Selected passage
Fluxorq 1.0.0

Fluxorq

High-performance request dispatching and pipeline framework for .NET — with first-class object mapping powered by Mapture.

Fluxorq is an original implementation of the mediator and middleware patterns designed for production .NET applications. It gives you a familiar developer experience if you are coming from MediatR, while eliminating the need for AutoMapper through tight integration with Mapture.

Why Fluxorq?

Installation

dotnet add package Fluxorq
dotnet add package Mapture
dotnet add package Mapture.Extensions.DependencyInjection

Quick Start

1. Define a request and response

using Fluxorq.Abstractions;

public record GetProductRequest(Guid Id) : IRequest<ProductDto>;

public class ProductDto
{
    public Guid Id  { get; set; }
    public string Name  { get; set; } = "";
    public bool InStock { get; set; }
}

2. Implement a handler

// Option A — plain handler
public class GetProductHandler : IRequestHandler<GetProductRequest, ProductDto>
{
    private readonly IProductRepository _repo;
    private readonly IMapper _mapper;

    public GetProductHandler(IProductRepository repo, IMapper mapper)
    {
        _repo   = repo;
        _mapper = mapper;
    }

    public async Task<ProductDto> HandleAsync(GetProductRequest req, CancellationToken ct = default)
    {
        var product = await _repo.GetByIdAsync(req.Id, ct)

Recorded information
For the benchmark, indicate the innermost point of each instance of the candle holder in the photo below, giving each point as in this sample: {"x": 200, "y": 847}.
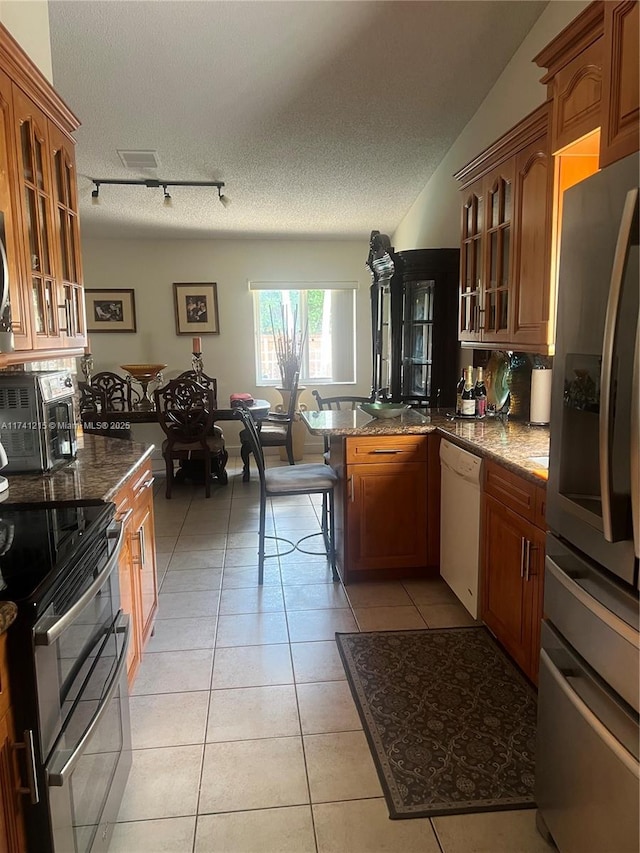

Task instructions
A) Check each statement against the Fluxorq page. Answer yes or no and quote the words of the page that decide it. (i) Fluxorq is meant to remove the need for AutoMapper. (ii) The installation adds a package called Mapture.Extensions.DependencyInjection. (iii) Fluxorq is a fork of MediatR.
B) Supply what follows the last line of the Fluxorq documentation.

Responses per task
A)
(i) Yes: "while eliminating the need for AutoMapper through tight integration with Mapture"
(ii) Yes: "dotnet add package Mapture.Extensions.DependencyInjection"
(iii) No: "Fluxorq is an original implementation of the mediator and middleware patterns"

B)
            ?? throw new KeyNotFoundException($"Product {req.Id} not found.");
        return _mapper.Map<Product, ProductDto>(product);
    }
}

// Option B — MappedRequestHandler (recommended for Resolve → Map patterns)
public class GetProductHandler : MappedRequestHandler<GetProductRequest, Product, ProductDto>
{
    private readonly IProductRepository _repo;

    public GetProductHandler(IProductRepository repo, IMapper mapper) : base(mapper)
        => _repo = repo;

    protected override async Task<Product> ResolveAsync(GetProductRequest req, CancellationToken ct)
        => await _repo.GetByIdAsync(req.Id, ct)
           ?? throw new KeyNotFoundException($"Product {req.Id} not found.");
}

3. Define a Mapture profile

using Mapture;

public class ProductProfile : Profile
{
    public ProductProfile()
    {
        CreateMap<Product, ProductDto>()
            .ForMember(d => d.InStock,
                opt => opt.MapFrom((Func<Product, bool>)(s => s.StockQuantity > 0)));
    }
}

4. Register with DI

using Fluxorq.DependencyInjection;
using Mapture.Extensions.DependencyInjection;

builder.Services.AddMapture(typeof(Program).Assembly);
builder.Services.AddFluxorq(opts => opts.ScanAssemblyContaining<Program>());

5. Dispatch

public class ProductsController : ControllerBase
{
    private readonly IDispatcher _dispatcher;

    public ProductsController(IDispatcher dispatcher) => _dispatcher = dispatcher;

    [HttpGet("{id}")]
    public async Task<IActionResult> Get(Guid id, CancellationToken ct)
    {
        var dto = await _dispatcher.SendAsync(new GetProductRequest(id), ct);
        return Ok(dto);
    }
}

Pipeline Behaviors

Behaviors run as ordered middleware around every request. Register them before or after the built-in ones.

Built-in behaviors (registered by AddFluxorq in this order)

Opting out

services.AddFluxorq(opts =>
{
    opts.ScanAssemblyContaining<Program>();
    opts.EnableLogging = false;
    opts.EnablePerformanceTracking = false;
    // opts.EnableValidation = true  (default)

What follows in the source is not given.